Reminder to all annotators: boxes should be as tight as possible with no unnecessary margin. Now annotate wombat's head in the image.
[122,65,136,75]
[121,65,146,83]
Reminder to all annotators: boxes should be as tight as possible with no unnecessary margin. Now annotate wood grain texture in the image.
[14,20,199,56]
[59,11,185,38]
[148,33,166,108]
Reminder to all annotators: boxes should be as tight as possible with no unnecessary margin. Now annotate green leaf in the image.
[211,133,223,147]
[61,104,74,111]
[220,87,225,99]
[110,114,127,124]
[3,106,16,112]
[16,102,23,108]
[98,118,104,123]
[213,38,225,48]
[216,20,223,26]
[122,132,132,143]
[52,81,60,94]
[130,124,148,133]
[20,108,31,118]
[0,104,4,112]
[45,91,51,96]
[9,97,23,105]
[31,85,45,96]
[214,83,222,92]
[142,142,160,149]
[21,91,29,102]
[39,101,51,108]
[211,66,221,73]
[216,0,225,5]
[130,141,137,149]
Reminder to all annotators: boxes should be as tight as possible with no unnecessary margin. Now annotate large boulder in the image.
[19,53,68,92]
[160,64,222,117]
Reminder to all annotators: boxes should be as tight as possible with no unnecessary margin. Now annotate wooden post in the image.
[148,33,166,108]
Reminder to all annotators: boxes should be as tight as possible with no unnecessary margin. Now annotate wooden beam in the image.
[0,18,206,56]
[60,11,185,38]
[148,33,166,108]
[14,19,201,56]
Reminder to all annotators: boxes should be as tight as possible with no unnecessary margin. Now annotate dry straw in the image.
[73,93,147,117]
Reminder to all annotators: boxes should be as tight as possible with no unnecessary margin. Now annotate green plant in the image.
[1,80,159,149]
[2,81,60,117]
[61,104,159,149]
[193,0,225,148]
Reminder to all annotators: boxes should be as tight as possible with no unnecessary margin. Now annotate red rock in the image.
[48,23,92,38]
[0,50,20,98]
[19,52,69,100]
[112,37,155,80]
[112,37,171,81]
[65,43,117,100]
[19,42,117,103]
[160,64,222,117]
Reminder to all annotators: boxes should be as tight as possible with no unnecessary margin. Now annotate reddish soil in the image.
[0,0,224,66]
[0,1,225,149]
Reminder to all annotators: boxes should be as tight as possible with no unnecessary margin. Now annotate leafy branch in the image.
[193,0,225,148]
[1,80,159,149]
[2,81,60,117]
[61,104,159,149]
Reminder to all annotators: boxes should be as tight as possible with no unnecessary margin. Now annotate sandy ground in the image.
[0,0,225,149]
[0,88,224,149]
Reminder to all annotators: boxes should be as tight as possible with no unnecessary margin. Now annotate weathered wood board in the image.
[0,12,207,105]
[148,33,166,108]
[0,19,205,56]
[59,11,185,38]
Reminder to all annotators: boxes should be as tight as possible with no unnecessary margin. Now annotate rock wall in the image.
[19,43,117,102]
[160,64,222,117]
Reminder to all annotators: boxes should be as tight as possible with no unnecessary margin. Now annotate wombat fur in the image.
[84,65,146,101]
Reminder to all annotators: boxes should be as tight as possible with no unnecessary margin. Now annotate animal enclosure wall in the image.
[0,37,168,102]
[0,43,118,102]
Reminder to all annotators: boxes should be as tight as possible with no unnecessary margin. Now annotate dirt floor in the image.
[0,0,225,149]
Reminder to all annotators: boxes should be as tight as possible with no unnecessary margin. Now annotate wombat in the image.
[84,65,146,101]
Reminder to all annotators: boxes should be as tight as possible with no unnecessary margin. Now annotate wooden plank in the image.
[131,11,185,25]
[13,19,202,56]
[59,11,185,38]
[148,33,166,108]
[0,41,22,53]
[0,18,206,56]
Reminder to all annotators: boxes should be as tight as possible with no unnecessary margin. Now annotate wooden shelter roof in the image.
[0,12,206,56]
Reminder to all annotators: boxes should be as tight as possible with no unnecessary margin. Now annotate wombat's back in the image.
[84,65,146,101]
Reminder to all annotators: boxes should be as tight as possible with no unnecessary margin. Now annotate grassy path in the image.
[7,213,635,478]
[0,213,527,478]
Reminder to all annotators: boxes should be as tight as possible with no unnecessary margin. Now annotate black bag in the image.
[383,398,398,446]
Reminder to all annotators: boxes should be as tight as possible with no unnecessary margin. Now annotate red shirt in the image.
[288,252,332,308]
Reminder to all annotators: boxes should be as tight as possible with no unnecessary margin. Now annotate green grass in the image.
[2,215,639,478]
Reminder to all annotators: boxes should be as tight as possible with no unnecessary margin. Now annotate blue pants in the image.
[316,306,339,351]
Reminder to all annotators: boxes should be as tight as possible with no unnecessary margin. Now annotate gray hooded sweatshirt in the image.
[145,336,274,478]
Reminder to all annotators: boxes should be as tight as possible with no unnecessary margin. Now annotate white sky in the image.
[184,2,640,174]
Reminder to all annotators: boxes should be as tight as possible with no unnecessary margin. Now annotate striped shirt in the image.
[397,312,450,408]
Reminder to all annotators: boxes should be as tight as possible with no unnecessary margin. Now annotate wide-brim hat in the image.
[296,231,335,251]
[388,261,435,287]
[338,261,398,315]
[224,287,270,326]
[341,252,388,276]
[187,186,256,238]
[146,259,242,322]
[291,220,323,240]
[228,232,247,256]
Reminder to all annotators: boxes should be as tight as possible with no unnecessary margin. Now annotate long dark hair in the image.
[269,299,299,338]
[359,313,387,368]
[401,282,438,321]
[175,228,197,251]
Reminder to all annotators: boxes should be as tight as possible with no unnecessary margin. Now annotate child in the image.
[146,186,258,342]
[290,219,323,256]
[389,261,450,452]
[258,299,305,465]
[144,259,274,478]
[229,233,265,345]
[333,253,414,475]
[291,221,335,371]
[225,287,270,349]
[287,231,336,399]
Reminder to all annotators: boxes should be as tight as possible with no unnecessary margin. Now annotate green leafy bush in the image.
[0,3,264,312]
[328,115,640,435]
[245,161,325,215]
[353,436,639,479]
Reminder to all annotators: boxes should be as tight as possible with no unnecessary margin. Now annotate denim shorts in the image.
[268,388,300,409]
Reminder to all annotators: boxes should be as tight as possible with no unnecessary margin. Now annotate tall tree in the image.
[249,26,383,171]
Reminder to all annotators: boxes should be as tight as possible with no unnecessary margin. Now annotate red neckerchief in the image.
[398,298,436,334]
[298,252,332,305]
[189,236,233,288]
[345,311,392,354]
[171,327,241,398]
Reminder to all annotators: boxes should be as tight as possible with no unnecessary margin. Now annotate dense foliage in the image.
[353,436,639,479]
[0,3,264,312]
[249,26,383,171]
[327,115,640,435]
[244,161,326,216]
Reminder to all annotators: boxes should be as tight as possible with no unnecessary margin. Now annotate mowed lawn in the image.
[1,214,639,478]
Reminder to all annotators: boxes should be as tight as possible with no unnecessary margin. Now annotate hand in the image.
****************************************
* _About this task_:
Using the material above, print every entry exactly as written.

* _Finished task_:
Reminder to all annotators: boxes should be as tight as possible with no unnecessary margin. Now annotate wombat's head in the image.
[122,65,136,75]
[121,65,146,83]
Reminder to all annotators: boxes should be as tight as possible with no unnecessary margin. Now annotate wood grain texture in the image.
[14,20,199,56]
[59,11,185,38]
[148,33,166,108]
Reminder to all annotators: boxes should be as tight as possible with no unnecessary margin. Now annotate green leaf in the image.
[211,133,223,147]
[61,104,74,111]
[220,87,225,99]
[110,114,127,124]
[3,106,16,112]
[16,102,23,108]
[98,118,104,123]
[213,38,225,48]
[216,20,223,26]
[122,132,132,143]
[52,81,60,94]
[130,124,148,133]
[20,108,31,118]
[0,104,4,112]
[45,91,51,96]
[9,97,23,105]
[31,85,45,96]
[214,83,222,92]
[142,142,160,149]
[21,91,29,102]
[39,101,51,108]
[211,66,221,73]
[216,0,225,5]
[130,141,137,149]
Reminder to all annotators: boxes should be as tight as possible with no unnecessary margin. Now annotate large boulder in the image.
[19,53,68,92]
[160,64,222,117]
Reminder to all annotators: boxes should be as tight as possible with no unnecessary margin. Now annotate wooden post in the image.
[148,33,166,108]
Reminder to all annotators: boxes should be as tight as possible with no unnecessary margin. Now annotate wooden beam in the image.
[0,18,206,56]
[60,11,185,38]
[148,33,166,108]
[14,19,201,56]
Reminder to all annotators: boxes should be as tight as possible with no unnecessary margin. Now annotate dry straw in the image.
[73,93,147,117]
Reminder to all annotators: boxes should be as tight as possible with no unnecessary margin. Now annotate green plant in the image.
[1,80,159,149]
[2,81,60,117]
[61,104,159,149]
[193,0,225,148]
Reminder to all annotators: boxes should be as tight as possible with no unnecessary margin. Now annotate red rock in the image.
[48,23,92,38]
[0,50,20,98]
[19,52,69,100]
[112,37,155,80]
[112,37,171,81]
[65,43,117,100]
[19,42,117,103]
[160,64,222,117]
Reminder to all annotators: boxes should be as tight as possible with no unnecessary margin. Now annotate reddish soil in the image.
[0,0,224,66]
[0,1,225,149]
Reminder to all annotators: boxes should be as tight as possible with no unnecessary margin. Now annotate leafy branch in the image.
[193,0,225,148]
[1,80,159,149]
[2,81,60,117]
[61,104,159,149]
Reminder to all annotators: boxes should be as tight as possible with no unnecessary margin. Now annotate sandy ground in the image.
[0,0,225,149]
[0,88,224,149]
Reminder to all annotators: boxes should be as tight as possible with no unnecessary margin. Now annotate weathered wood board in the image.
[0,12,207,105]
[148,33,166,108]
[0,19,205,56]
[59,11,185,38]
Reminder to all annotators: boxes should be as tight as possible with no unnecessary margin. Now annotate rock wall in the image.
[19,43,117,102]
[160,64,222,117]
Reminder to all annotators: boxes should be as tight as possible with no unnecessary margin. Now annotate wombat fur in the image.
[84,65,146,101]
Reminder to all annotators: boxes should be as tight as possible with no unnecessary margin. Now annotate animal enclosure wall in the image.
[0,37,168,102]
[0,43,118,102]
Reminder to all annotators: boxes should be as tight as possible with no unnecessary margin. Now annotate dirt floor in the image.
[0,0,225,149]
Reminder to all annotators: boxes should be as tight as possible with no unnecessary margin. Now annotate wombat in the image.
[84,65,146,101]
Reminder to all annotators: boxes should be as tight as possible with no unnecessary margin. Now annotate wooden plank in the image.
[131,11,185,25]
[13,19,202,56]
[59,11,185,38]
[148,33,166,108]
[0,41,22,53]
[0,18,206,56]
Reminder to all annotators: boxes should be as tight as possible with no unnecessary margin. Now annotate wooden shelter roof in the image.
[0,12,206,56]
Reminder to all annotators: boxes should be as tight as possible with no unnecessary margin. Now annotate wombat's back in the image.
[84,65,146,101]
Reminder to all annotators: boxes should be as tight as possible with no unnecessary margin. Now annotate grassy path in the image.
[7,213,635,478]
[0,213,527,478]
Reminder to all annotators: boxes should be as tight as possible with no unnecessary margin. Now annotate black bag in the image.
[383,398,398,446]
Reminder to all annotators: boxes should be as tight as possible with no unnecessary margin. Now annotate red shirt in the image.
[288,252,332,308]
Reminder to all annotators: boxes should be as tight as possible with no unnecessary margin. Now annotate green grass in the image.
[2,215,639,478]
Reminder to all annotators: boxes should be as tight as possible with no unnecessary margin. Now annotate blue pants in the image.
[316,306,339,351]
Reminder to all annotators: boxes should be as tight as possible with no unnecessary margin. Now annotate gray hooded sweatshirt in the image.
[145,336,274,478]
Reminder to all annotators: boxes should be as tight as possible with no unnecessary margin. Now annotate white sky in the image.
[184,2,640,174]
Reminder to all annotators: boxes should be as tight as possible with no unnecessary margin. Now annotate striped shirt in the image.
[397,312,450,408]
Reminder to all annotators: boxes should be as tight as possible with no unnecessary margin. Now annotate wide-brim hat in the image.
[296,231,335,251]
[388,261,435,287]
[338,261,398,315]
[224,287,270,326]
[341,252,388,276]
[187,186,256,238]
[146,259,242,322]
[291,220,323,240]
[228,232,247,256]
Reminder to all annotators: boxes should be as tight as possible with no unnecessary margin. Now annotate long dark hair in the image.
[269,299,299,338]
[359,313,387,368]
[401,282,438,321]
[175,228,197,251]
Reminder to all annotators: boxes should be as tight as possible with no unnecessary margin. Now annotate child in the image.
[146,186,258,342]
[290,219,323,256]
[389,261,450,452]
[258,299,305,465]
[144,259,274,478]
[229,233,265,345]
[333,253,414,475]
[291,221,335,371]
[225,287,270,349]
[287,231,336,399]
Reminder to all annotators: boxes should be as tight as possible with no unnecessary margin. Now annotate green leafy bush in the image.
[0,3,264,312]
[328,115,640,435]
[245,161,325,215]
[353,436,639,479]
Reminder to all annotators: boxes should be as tight as possible with no unnecessary margin. Now annotate denim shorts in the image.
[268,388,300,409]
Reminder to all annotators: boxes should be as tight as possible with no unnecessary margin. Now annotate tall tree in the image.
[249,26,383,171]
Reminder to all annotators: boxes should be as tight as possible with no unnecessary margin. Now annotate red neckerchief in the image.
[398,298,436,334]
[298,252,332,305]
[189,236,233,288]
[345,311,392,354]
[171,327,241,398]
Reminder to all annotators: boxes should be as tight as possible with no unnecessary margin. Now annotate dense foliage in the image.
[353,436,639,479]
[0,3,264,312]
[249,26,383,171]
[327,115,640,435]
[244,161,326,216]
Reminder to all annotators: boxes should be as tight as possible with no unnecessary margin. Now annotate mowed lawn in the image.
[1,214,639,478]
Reminder to all annotators: boxes should be as tight as possible with no unnecessary margin. Now annotate hand in the image.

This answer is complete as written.